* Your task *
For the records below, count the lines containing the word "wing" and reply with the number alone.

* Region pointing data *
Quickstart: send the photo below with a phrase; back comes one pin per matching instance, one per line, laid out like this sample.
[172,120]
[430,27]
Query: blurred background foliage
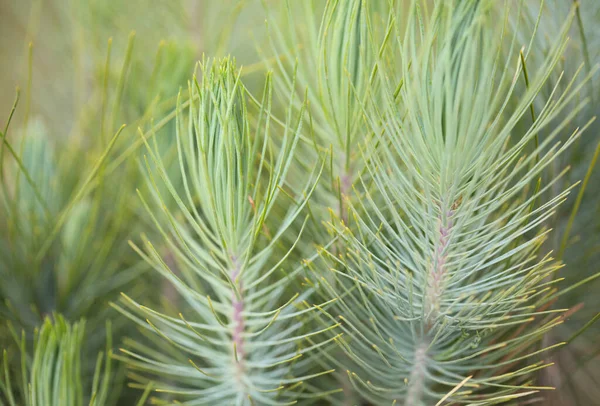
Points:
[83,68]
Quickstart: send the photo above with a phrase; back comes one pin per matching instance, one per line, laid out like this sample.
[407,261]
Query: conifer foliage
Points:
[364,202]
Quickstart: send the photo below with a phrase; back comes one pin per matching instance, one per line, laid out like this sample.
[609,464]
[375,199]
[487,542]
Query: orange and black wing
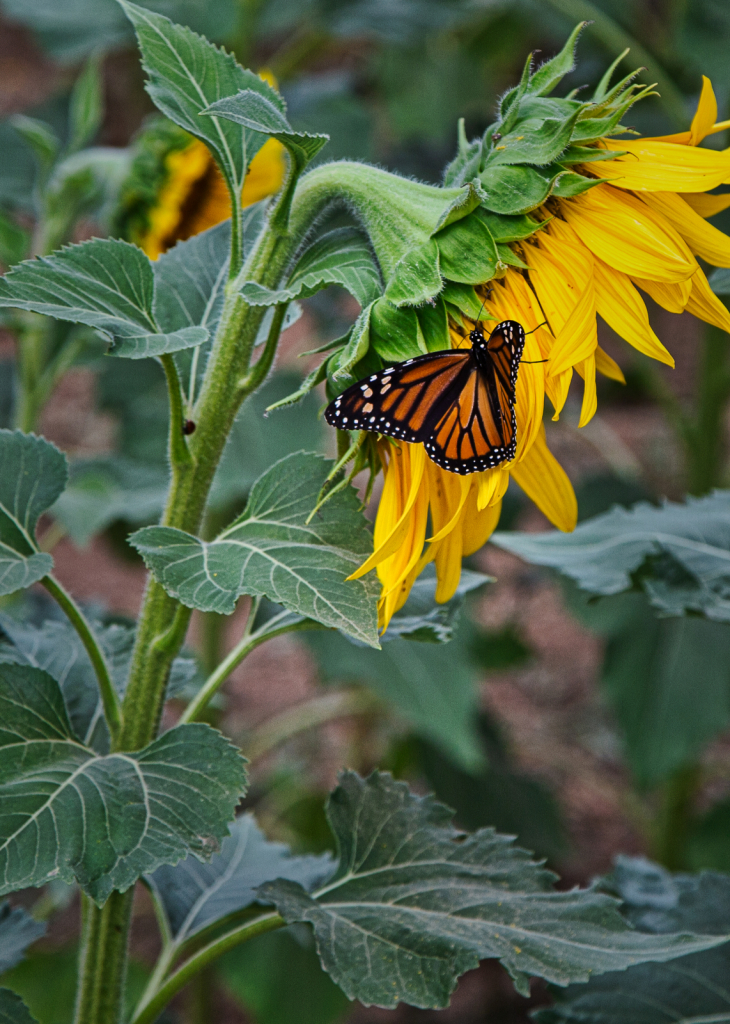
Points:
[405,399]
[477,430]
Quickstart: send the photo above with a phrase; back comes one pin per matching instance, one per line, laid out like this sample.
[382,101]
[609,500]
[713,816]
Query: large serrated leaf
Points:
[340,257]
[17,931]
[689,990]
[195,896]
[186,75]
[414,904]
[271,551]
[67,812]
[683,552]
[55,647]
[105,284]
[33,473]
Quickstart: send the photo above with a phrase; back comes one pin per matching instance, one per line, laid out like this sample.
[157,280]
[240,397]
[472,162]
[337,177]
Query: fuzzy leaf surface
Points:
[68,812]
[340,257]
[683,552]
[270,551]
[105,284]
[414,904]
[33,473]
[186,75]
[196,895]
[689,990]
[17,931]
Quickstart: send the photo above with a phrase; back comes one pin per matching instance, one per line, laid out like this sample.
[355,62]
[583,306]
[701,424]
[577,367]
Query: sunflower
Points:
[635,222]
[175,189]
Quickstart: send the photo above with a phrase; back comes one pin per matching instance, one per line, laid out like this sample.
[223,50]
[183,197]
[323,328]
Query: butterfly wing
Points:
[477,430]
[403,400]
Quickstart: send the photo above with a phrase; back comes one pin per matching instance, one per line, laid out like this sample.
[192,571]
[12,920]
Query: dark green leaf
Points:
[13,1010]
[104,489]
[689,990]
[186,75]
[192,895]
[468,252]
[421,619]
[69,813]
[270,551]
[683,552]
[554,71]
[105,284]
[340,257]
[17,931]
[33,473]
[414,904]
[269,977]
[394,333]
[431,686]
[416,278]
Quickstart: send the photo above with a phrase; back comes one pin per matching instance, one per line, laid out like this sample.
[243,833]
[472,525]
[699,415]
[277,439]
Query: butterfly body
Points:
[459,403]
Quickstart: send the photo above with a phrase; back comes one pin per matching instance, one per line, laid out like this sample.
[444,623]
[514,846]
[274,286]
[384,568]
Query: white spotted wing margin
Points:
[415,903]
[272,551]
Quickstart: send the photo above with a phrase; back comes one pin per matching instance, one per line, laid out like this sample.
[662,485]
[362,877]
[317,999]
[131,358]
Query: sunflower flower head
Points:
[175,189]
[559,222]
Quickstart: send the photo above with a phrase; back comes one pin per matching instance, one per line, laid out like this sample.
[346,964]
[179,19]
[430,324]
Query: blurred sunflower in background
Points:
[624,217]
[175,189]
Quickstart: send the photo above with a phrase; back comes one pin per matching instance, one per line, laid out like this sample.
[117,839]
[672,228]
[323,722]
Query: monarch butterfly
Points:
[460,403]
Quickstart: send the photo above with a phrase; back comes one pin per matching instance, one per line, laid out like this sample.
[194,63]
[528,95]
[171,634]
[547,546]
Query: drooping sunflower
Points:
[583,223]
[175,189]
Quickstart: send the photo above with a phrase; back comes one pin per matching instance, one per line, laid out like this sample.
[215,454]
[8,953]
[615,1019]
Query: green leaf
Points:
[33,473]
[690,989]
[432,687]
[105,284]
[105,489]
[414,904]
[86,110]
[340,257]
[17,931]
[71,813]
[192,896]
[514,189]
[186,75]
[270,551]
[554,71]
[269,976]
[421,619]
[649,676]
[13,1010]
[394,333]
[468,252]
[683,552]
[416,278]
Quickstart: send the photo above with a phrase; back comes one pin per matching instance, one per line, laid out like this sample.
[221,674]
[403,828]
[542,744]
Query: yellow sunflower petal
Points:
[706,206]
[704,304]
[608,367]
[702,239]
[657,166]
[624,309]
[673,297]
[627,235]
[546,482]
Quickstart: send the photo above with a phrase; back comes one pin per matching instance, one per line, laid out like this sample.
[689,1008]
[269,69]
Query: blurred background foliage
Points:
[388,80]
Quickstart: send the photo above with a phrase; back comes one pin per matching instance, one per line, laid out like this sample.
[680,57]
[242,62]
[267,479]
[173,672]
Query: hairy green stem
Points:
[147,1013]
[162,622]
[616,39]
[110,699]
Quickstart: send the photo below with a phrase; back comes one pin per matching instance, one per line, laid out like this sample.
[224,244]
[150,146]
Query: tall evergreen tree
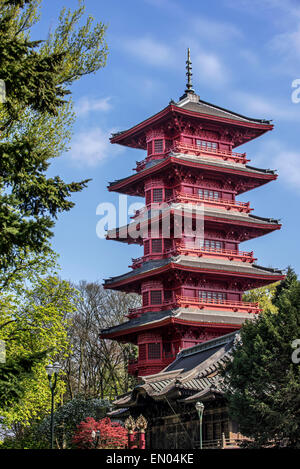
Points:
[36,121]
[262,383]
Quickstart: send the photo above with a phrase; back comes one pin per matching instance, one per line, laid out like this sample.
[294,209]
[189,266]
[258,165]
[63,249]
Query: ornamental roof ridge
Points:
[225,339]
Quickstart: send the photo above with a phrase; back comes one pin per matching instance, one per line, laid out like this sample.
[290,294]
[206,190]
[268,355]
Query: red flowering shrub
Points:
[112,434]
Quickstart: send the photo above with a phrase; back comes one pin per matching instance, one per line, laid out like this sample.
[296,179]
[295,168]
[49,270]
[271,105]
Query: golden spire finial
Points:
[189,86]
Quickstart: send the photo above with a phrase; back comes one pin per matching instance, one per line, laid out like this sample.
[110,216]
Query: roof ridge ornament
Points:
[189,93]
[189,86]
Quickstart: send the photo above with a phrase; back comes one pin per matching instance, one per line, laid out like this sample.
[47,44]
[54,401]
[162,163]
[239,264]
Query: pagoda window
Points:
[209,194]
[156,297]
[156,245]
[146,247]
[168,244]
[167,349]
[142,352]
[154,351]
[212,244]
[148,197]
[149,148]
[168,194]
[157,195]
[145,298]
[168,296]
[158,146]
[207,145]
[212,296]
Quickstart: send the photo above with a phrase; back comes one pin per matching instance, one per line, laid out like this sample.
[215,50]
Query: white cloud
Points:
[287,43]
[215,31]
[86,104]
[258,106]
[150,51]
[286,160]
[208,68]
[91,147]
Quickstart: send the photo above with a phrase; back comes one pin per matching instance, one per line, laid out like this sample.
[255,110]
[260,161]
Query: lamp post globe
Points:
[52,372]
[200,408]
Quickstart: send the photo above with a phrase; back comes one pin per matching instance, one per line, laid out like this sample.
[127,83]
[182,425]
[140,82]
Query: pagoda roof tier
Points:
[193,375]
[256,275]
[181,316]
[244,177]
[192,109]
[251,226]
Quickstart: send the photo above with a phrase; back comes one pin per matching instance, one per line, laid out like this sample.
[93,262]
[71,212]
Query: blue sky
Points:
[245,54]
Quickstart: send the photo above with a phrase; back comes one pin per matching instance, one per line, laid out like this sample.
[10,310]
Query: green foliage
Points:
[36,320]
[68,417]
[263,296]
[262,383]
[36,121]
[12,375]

--

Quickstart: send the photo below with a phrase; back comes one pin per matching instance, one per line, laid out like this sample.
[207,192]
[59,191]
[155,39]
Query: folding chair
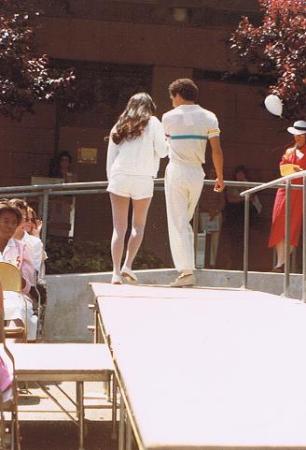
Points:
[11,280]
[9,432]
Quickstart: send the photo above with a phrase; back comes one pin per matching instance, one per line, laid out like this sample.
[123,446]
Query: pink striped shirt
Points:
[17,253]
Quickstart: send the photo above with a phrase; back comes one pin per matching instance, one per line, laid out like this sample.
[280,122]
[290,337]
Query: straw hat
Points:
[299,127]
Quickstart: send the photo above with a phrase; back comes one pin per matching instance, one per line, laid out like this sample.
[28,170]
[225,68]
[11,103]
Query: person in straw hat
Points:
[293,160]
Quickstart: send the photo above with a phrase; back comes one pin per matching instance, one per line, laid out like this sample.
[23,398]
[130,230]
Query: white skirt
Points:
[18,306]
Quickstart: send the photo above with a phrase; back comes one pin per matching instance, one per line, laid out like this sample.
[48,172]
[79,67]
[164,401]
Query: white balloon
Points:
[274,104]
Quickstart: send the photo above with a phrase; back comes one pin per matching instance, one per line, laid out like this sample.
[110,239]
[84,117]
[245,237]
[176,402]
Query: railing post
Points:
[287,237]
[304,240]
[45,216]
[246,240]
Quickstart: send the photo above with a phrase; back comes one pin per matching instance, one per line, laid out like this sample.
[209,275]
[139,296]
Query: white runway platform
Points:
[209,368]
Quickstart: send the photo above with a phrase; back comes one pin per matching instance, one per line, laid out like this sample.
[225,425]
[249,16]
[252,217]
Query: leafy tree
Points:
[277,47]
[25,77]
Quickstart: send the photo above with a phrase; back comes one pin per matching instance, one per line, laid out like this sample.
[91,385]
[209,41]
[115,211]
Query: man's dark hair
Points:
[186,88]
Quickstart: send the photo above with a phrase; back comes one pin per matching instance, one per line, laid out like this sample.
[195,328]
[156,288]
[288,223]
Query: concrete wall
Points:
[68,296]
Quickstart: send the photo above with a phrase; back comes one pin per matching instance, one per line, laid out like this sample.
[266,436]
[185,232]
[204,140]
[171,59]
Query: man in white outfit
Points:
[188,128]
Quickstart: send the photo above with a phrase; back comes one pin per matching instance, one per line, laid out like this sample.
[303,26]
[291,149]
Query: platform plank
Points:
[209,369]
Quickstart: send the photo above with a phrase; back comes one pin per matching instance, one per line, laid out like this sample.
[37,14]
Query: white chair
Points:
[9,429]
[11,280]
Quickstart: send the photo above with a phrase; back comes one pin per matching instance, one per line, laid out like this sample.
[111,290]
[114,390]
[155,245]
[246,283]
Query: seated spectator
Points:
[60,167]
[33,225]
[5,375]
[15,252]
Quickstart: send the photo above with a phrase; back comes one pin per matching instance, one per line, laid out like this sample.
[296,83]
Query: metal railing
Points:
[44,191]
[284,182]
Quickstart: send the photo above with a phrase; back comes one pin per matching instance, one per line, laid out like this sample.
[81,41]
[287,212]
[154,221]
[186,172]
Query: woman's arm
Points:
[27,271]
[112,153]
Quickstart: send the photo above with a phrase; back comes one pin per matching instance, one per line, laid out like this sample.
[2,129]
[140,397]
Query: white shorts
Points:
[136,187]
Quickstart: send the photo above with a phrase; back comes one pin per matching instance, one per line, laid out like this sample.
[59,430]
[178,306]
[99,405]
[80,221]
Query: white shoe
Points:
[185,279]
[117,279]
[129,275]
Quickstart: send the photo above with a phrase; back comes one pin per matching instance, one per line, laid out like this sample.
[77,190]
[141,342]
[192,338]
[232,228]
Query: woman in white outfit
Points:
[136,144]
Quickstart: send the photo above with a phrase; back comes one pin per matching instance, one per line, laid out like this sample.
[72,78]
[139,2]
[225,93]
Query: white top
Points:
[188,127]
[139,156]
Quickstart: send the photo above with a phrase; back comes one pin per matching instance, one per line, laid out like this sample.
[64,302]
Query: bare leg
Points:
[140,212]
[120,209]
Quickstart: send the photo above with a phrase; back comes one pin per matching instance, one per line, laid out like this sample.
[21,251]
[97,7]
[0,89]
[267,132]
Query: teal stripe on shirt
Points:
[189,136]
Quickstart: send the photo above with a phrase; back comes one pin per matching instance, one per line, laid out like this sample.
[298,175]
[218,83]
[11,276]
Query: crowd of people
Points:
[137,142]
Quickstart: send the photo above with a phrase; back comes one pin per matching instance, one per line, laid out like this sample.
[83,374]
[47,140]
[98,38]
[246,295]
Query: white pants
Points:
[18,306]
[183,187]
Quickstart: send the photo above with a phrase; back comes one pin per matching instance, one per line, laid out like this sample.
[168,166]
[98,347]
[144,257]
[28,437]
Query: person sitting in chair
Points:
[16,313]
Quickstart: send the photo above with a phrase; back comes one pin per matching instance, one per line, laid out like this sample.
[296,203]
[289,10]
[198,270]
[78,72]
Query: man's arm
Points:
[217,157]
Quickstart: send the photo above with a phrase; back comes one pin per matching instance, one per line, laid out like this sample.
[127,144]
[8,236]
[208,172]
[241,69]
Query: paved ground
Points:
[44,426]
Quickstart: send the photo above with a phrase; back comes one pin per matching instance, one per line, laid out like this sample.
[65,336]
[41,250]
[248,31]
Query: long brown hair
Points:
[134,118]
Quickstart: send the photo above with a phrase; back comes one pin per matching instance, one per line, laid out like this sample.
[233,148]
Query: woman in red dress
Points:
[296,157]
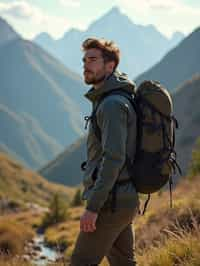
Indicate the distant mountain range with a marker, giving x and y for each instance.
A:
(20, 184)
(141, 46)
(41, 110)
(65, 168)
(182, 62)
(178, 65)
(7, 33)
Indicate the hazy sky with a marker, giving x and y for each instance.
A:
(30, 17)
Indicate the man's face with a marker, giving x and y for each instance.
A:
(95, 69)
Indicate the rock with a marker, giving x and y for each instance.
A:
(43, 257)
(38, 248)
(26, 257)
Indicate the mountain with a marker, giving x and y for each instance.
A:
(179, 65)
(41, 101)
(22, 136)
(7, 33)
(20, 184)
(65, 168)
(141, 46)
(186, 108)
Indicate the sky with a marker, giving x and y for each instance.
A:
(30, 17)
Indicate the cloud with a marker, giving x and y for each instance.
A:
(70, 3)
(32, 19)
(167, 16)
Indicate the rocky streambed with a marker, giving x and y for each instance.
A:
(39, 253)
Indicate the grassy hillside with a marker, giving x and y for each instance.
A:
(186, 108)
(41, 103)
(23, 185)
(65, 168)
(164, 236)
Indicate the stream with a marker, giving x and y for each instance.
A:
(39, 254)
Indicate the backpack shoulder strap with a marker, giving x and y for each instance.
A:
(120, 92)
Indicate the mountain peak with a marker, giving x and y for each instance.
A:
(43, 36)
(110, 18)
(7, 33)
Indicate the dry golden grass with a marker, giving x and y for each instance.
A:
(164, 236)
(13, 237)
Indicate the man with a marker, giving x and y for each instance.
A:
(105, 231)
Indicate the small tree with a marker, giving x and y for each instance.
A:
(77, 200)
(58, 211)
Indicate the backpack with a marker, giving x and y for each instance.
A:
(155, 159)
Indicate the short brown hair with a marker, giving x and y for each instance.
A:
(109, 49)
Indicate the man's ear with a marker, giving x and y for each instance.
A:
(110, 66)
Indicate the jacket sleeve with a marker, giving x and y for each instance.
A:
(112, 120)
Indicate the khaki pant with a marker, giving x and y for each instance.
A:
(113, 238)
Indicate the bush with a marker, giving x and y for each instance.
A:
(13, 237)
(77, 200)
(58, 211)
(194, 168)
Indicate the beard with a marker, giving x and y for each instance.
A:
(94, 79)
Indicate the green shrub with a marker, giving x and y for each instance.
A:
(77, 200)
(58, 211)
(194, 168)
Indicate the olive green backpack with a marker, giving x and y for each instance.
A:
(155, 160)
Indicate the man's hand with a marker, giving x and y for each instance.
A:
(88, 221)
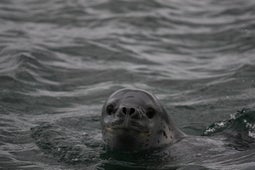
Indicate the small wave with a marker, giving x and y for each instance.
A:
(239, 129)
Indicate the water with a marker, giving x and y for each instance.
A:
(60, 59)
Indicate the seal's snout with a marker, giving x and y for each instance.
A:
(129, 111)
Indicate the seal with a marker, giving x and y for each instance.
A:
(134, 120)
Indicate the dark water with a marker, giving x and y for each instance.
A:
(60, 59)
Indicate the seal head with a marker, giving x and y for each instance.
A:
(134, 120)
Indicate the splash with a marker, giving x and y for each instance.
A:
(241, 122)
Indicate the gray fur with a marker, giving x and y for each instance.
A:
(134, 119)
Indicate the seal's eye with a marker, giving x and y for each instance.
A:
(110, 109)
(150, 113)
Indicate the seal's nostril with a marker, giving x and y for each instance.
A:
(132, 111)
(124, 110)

--

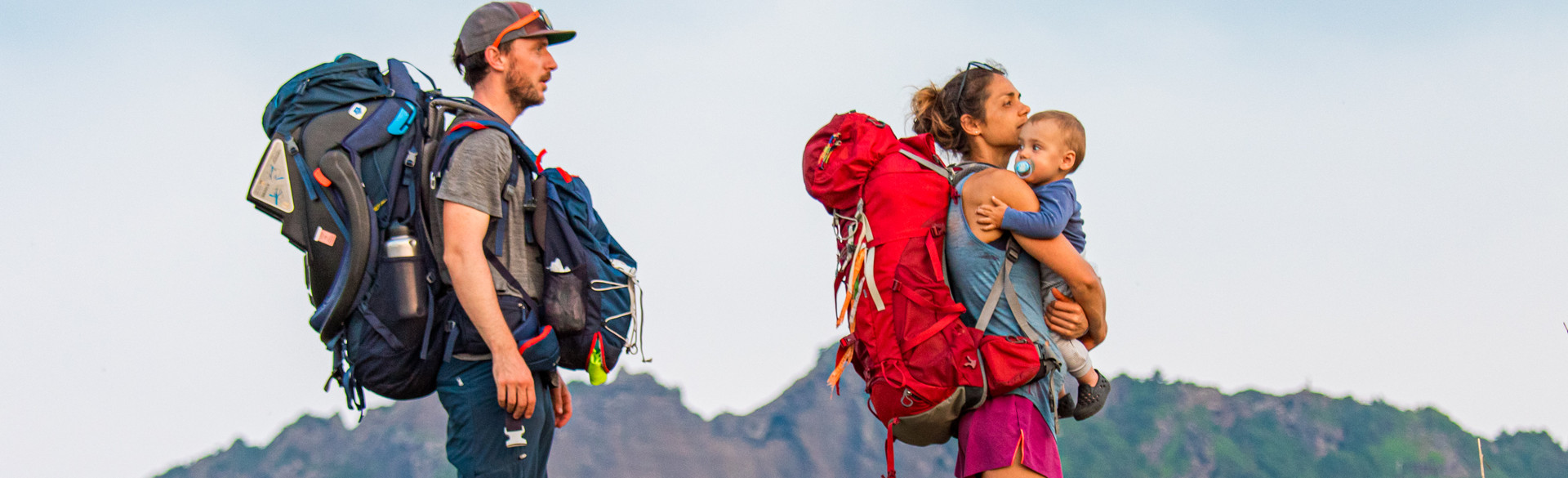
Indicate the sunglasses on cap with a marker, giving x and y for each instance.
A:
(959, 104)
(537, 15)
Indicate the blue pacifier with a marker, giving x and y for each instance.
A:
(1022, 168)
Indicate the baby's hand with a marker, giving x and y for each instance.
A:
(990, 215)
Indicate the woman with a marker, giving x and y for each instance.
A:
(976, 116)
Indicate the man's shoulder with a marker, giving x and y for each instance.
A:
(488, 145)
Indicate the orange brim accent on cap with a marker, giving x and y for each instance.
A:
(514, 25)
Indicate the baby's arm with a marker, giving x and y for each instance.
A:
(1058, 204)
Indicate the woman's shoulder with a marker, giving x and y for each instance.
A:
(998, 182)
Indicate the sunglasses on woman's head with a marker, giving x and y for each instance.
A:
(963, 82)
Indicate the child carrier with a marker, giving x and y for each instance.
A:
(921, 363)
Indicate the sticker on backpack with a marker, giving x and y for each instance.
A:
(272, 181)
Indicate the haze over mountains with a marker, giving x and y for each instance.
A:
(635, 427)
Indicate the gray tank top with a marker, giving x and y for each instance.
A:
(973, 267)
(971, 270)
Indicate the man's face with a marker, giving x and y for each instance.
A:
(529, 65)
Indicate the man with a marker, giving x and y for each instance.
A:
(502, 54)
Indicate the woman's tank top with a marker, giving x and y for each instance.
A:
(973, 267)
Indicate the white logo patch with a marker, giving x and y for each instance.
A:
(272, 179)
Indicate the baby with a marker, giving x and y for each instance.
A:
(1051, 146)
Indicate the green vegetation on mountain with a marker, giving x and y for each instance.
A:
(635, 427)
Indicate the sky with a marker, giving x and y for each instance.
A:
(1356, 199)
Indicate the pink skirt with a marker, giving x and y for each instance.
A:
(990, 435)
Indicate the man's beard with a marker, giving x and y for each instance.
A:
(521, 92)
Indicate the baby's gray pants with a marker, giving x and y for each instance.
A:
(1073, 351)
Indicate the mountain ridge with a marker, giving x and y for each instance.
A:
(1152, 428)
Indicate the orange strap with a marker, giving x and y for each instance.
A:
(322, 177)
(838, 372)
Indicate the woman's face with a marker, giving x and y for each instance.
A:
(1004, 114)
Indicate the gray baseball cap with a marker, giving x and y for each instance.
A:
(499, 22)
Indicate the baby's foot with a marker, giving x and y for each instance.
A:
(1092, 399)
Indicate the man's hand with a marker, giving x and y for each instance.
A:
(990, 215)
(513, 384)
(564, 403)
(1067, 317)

* Result for this exercise *
3